Point-per-instance localization data:
────
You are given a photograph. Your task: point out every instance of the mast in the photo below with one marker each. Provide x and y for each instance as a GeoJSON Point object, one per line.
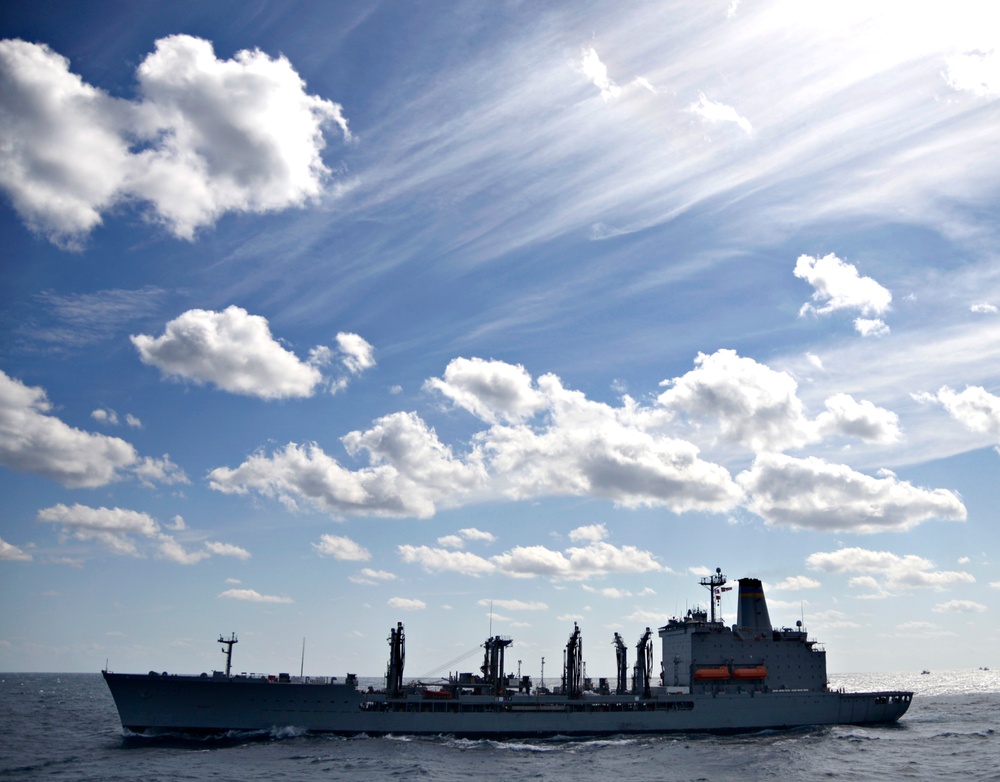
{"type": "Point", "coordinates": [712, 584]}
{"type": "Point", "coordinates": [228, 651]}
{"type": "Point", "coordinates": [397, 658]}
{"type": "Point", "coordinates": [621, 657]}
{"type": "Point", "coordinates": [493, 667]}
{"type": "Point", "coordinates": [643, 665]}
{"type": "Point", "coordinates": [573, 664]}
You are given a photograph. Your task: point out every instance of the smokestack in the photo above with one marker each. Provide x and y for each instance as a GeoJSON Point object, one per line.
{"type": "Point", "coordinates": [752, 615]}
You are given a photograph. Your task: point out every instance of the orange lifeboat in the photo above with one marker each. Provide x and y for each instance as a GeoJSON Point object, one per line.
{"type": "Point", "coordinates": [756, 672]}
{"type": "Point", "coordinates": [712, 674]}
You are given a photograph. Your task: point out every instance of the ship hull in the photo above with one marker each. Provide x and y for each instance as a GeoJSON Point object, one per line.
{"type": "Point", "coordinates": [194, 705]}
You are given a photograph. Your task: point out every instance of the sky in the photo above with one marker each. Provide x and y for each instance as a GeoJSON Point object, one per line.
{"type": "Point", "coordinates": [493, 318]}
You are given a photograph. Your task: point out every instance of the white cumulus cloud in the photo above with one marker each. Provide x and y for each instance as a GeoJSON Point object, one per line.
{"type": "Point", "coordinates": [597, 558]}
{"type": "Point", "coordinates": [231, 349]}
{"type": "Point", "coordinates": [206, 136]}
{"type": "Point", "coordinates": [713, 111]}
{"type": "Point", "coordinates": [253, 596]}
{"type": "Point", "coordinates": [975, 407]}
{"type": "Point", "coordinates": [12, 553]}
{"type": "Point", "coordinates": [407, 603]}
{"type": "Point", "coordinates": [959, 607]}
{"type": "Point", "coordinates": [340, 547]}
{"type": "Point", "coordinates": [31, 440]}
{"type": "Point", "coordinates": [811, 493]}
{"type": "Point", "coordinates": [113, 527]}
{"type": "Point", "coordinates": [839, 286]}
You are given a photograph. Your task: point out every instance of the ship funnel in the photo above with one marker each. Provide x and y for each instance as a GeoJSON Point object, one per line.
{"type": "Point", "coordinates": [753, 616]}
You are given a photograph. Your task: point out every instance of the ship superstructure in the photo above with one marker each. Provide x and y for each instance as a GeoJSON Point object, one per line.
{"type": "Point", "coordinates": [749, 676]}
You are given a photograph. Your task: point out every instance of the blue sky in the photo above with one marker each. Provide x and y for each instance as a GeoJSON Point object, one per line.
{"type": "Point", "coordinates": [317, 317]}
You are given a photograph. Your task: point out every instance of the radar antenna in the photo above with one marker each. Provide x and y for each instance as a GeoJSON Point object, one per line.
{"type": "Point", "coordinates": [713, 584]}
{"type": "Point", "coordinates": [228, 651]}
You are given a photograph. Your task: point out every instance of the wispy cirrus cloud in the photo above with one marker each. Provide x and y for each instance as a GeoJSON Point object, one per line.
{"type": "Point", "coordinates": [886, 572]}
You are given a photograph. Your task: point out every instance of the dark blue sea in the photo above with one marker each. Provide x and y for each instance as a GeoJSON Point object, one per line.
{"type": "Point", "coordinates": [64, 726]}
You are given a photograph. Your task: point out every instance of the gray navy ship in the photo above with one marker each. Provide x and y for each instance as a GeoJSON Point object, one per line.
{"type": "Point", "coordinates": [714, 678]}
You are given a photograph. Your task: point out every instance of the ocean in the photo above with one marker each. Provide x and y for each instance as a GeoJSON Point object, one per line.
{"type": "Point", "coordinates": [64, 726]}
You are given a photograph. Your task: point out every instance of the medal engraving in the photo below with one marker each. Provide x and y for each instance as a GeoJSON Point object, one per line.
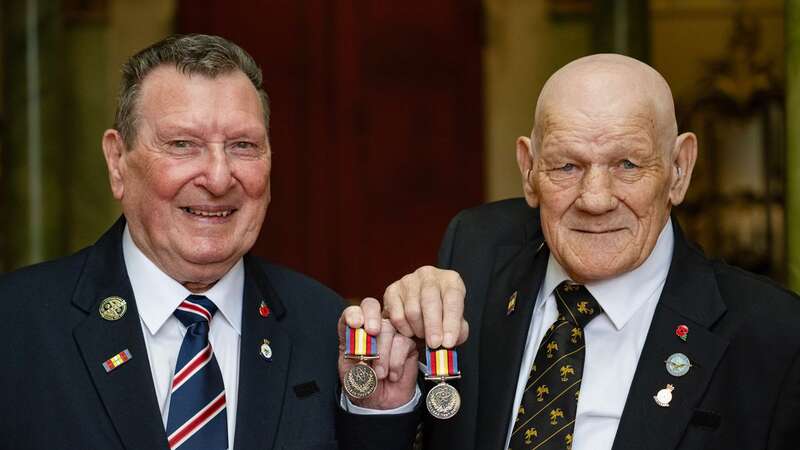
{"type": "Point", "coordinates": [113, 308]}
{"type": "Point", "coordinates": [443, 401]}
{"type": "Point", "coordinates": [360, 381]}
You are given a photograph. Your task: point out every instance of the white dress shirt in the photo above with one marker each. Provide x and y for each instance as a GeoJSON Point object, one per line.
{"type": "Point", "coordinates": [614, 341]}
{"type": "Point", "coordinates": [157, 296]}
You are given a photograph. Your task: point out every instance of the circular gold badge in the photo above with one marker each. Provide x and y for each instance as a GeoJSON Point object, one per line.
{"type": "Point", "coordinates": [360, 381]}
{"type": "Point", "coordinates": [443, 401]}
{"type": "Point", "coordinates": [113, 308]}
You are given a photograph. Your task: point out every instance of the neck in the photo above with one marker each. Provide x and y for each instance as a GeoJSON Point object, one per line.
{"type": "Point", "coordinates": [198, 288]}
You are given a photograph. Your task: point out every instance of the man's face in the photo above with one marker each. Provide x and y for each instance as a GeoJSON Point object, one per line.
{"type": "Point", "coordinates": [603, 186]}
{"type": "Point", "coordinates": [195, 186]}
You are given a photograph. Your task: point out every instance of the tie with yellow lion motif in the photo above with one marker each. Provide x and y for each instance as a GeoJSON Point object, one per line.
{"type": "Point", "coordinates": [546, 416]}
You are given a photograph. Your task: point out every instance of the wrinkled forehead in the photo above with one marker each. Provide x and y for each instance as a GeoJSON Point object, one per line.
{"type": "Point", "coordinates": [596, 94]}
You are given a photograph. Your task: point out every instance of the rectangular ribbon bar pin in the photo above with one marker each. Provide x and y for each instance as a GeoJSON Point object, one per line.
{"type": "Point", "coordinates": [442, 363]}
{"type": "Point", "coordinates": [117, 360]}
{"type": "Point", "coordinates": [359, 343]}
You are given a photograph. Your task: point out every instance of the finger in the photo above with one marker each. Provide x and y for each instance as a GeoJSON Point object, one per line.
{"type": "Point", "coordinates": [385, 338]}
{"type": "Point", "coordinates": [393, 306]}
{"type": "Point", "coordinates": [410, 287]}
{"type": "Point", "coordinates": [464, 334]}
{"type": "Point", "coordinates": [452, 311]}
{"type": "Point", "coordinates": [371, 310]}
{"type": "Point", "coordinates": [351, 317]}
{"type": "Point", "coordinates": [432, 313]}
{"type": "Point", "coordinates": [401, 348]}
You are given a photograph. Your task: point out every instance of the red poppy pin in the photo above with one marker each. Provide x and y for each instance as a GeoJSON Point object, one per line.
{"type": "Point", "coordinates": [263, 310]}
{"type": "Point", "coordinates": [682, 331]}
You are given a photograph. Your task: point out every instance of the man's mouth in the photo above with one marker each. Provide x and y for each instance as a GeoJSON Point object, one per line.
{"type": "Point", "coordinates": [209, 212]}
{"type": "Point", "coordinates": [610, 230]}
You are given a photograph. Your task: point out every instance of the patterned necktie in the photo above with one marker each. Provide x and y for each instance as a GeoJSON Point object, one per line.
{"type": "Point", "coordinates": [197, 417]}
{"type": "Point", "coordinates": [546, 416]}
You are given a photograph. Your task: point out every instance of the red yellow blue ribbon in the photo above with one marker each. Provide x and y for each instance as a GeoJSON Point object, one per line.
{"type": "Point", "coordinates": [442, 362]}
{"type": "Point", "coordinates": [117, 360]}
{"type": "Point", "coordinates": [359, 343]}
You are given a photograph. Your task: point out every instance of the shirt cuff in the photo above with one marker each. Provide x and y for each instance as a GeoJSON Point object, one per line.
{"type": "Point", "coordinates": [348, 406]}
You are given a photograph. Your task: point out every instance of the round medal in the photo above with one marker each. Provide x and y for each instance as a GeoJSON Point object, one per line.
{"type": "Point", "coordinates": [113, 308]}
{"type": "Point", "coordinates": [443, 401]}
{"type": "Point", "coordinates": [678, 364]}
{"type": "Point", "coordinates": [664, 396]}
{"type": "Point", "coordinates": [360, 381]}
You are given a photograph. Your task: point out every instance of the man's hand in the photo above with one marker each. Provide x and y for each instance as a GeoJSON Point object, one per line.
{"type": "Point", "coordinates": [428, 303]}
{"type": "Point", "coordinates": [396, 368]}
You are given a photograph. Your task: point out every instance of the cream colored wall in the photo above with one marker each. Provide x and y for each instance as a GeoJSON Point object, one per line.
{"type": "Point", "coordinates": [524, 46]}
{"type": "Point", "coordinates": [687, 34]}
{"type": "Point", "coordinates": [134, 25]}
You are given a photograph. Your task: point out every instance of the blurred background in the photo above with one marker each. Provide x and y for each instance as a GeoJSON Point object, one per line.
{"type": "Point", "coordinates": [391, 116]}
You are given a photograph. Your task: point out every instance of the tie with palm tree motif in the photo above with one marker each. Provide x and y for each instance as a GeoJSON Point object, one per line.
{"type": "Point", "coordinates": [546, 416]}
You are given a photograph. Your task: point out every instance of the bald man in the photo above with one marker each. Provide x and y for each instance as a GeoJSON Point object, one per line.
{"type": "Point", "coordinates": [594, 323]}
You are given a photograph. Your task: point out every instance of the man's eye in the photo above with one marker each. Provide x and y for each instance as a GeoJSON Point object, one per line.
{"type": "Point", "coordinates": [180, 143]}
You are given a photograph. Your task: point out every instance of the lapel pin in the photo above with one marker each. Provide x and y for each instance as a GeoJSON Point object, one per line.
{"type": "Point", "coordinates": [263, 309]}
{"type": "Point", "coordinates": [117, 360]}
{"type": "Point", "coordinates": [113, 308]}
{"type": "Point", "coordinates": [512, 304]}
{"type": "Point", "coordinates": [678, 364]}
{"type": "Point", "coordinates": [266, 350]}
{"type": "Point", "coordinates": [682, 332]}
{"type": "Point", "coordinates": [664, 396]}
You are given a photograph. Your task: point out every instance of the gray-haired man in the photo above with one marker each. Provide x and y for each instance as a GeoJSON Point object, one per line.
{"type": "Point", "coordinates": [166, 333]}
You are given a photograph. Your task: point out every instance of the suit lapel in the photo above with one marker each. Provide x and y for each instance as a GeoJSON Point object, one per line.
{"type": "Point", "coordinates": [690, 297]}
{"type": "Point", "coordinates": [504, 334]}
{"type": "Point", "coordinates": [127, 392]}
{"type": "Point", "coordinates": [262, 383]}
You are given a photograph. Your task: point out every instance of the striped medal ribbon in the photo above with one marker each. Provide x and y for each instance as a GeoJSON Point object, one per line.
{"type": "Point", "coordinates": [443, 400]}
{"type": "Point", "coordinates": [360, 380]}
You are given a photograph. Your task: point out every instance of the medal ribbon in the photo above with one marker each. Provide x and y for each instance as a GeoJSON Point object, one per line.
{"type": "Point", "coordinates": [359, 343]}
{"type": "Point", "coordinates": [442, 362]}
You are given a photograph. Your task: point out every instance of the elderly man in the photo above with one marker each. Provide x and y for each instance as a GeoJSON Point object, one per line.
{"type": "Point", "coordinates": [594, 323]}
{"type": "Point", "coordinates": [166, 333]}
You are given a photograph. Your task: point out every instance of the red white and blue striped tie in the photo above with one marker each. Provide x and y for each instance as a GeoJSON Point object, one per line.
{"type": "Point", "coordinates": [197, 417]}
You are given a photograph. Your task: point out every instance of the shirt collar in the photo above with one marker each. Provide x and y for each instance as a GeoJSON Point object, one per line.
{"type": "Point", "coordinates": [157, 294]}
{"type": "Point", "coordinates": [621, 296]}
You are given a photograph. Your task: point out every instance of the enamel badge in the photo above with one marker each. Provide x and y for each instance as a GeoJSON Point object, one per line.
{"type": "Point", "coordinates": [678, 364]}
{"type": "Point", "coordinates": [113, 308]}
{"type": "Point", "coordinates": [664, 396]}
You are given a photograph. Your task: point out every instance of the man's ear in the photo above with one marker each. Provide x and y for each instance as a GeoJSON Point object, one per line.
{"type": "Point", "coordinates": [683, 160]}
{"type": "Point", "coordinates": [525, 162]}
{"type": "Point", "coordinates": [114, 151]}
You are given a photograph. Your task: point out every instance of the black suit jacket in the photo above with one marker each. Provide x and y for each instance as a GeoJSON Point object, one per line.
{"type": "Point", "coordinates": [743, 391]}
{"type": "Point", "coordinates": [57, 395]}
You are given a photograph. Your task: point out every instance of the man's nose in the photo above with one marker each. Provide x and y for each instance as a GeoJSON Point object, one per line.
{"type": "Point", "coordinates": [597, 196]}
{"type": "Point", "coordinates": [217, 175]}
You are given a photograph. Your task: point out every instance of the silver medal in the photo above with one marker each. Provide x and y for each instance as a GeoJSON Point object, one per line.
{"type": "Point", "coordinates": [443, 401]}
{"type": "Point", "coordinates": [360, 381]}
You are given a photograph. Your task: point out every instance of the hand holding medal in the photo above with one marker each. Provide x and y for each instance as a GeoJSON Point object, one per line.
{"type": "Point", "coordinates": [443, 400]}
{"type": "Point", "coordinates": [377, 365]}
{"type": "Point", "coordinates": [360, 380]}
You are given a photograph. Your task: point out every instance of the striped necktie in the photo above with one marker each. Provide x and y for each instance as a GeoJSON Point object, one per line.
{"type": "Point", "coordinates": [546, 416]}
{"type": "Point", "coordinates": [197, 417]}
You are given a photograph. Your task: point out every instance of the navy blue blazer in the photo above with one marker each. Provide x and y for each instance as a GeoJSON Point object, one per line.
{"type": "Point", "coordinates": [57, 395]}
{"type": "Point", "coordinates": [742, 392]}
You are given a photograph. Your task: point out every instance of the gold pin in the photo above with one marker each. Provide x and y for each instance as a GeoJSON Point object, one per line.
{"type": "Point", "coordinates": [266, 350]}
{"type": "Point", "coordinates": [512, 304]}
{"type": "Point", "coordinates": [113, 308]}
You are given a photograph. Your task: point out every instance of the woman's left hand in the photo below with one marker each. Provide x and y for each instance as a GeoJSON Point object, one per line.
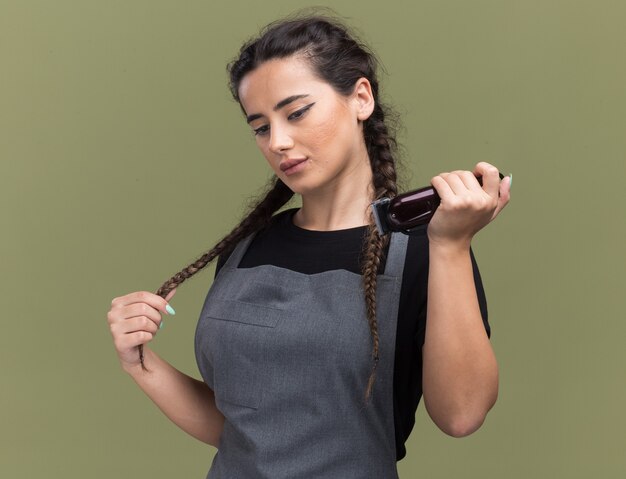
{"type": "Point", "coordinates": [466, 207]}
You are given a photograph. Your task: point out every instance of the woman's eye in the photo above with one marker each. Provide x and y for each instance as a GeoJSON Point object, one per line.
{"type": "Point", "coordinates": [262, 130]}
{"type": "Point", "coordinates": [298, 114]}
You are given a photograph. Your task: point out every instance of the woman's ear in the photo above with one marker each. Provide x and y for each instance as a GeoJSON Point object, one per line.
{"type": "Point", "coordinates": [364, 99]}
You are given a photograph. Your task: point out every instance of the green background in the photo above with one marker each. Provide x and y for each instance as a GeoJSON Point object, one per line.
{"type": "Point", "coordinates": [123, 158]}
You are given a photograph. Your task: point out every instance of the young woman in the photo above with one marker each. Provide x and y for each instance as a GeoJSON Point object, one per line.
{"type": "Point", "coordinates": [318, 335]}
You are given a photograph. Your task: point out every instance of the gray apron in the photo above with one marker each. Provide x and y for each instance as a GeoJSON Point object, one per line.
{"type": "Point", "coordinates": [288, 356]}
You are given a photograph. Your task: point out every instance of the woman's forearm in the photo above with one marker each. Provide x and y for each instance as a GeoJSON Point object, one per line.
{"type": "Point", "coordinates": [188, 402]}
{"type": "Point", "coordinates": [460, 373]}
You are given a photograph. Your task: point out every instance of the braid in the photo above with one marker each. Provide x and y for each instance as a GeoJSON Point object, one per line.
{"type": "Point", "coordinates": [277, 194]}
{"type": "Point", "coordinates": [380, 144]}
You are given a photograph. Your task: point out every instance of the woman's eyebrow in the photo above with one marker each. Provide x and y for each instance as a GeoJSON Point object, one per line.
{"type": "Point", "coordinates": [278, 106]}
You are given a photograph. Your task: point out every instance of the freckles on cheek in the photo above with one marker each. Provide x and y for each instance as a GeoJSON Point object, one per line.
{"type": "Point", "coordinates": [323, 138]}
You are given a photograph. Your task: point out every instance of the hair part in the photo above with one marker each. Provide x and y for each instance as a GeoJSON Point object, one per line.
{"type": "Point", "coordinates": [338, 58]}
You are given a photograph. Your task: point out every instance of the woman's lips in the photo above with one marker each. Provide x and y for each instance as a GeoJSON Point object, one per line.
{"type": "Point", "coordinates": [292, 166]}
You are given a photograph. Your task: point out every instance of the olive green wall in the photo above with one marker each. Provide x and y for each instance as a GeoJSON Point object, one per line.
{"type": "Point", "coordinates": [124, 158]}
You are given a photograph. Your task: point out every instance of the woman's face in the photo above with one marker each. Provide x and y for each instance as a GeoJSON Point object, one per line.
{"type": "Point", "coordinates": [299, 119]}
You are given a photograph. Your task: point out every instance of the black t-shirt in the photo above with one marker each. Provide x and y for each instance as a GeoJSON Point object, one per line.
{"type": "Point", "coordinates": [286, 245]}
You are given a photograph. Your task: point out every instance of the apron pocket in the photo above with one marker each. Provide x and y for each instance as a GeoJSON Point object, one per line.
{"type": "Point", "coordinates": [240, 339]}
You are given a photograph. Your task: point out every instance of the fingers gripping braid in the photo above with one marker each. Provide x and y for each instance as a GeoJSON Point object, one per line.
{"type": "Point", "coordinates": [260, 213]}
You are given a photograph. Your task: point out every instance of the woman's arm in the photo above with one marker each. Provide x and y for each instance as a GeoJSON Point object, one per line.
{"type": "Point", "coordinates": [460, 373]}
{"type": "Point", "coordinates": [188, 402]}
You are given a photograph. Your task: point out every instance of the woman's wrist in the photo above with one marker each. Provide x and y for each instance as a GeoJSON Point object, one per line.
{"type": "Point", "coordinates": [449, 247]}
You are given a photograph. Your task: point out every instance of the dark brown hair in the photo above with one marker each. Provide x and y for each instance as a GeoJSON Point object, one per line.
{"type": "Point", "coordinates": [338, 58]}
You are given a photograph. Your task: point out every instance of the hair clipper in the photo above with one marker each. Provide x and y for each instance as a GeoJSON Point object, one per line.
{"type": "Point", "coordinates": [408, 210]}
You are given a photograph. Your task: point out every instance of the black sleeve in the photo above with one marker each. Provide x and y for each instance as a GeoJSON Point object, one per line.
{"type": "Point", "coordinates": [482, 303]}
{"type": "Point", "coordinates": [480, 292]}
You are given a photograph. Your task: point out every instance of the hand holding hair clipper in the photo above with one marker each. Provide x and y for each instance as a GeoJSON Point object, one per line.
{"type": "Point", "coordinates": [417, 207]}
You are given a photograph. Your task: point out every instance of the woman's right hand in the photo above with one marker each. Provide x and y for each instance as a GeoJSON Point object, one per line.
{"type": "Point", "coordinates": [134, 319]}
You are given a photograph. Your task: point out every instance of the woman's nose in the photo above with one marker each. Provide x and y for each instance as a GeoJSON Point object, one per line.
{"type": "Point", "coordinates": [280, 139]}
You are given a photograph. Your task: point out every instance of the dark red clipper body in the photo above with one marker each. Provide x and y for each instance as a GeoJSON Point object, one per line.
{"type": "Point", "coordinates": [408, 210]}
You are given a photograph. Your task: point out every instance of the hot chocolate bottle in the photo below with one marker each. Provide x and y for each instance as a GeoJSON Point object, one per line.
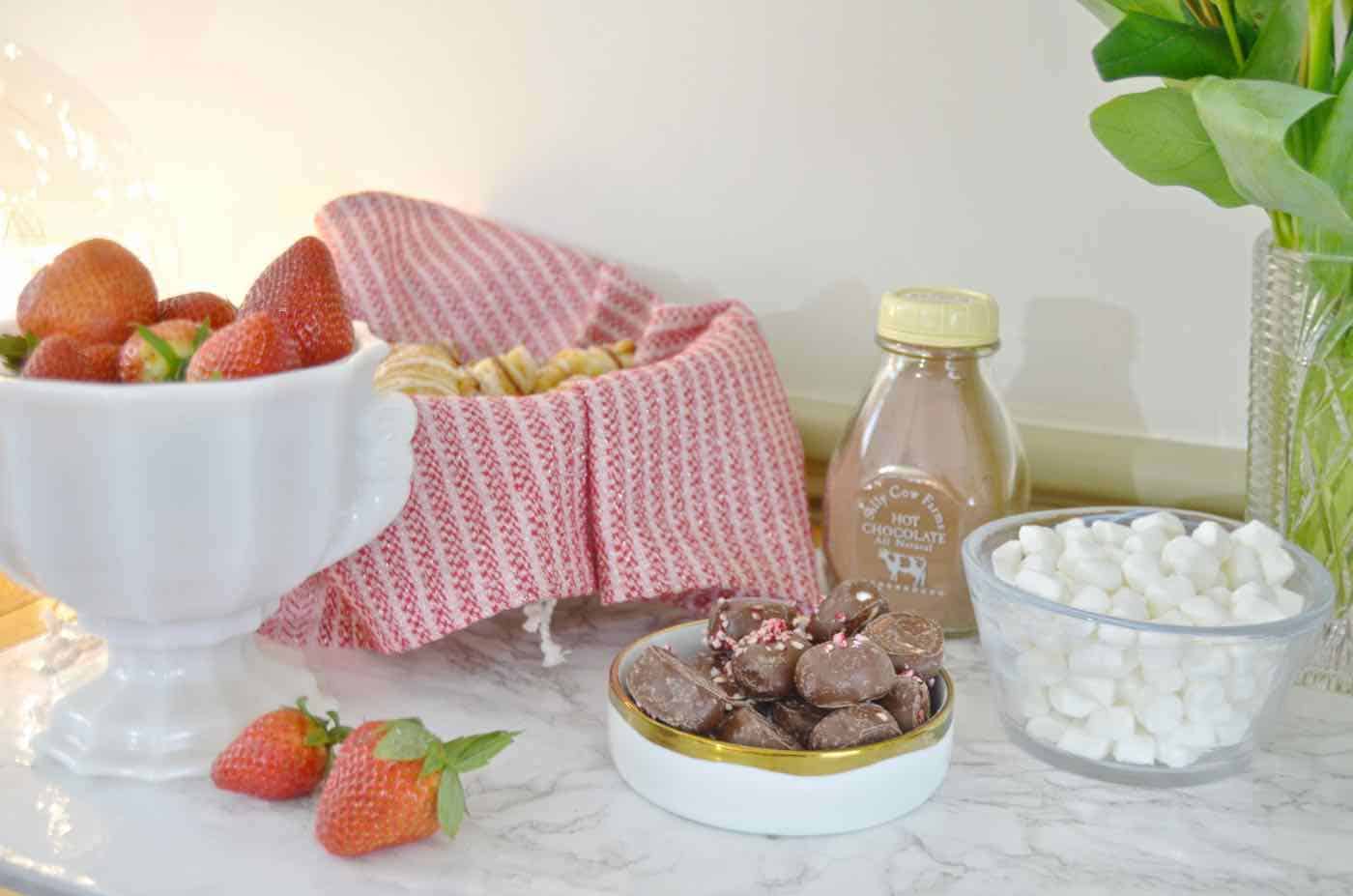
────
* _TASK INSTRUCTIONS_:
Leave the pictures out, and retype exactly the lines from the one containing "the dark red" through the last line of the entries above, both included.

* _TASK SOLUTION_:
You are given a photograph. Your task: point out every instance of the dark red clipper body in the photo above with one marker each. Provide x and y for each instance as a GeoJSON Point object, one per line.
{"type": "Point", "coordinates": [408, 210]}
You are given a photograph. Your task: point out every instance of the hot chocolate bottle in the photo below with one marker each. Provide x and y for each instance as a GeoJSON Point object, one per line.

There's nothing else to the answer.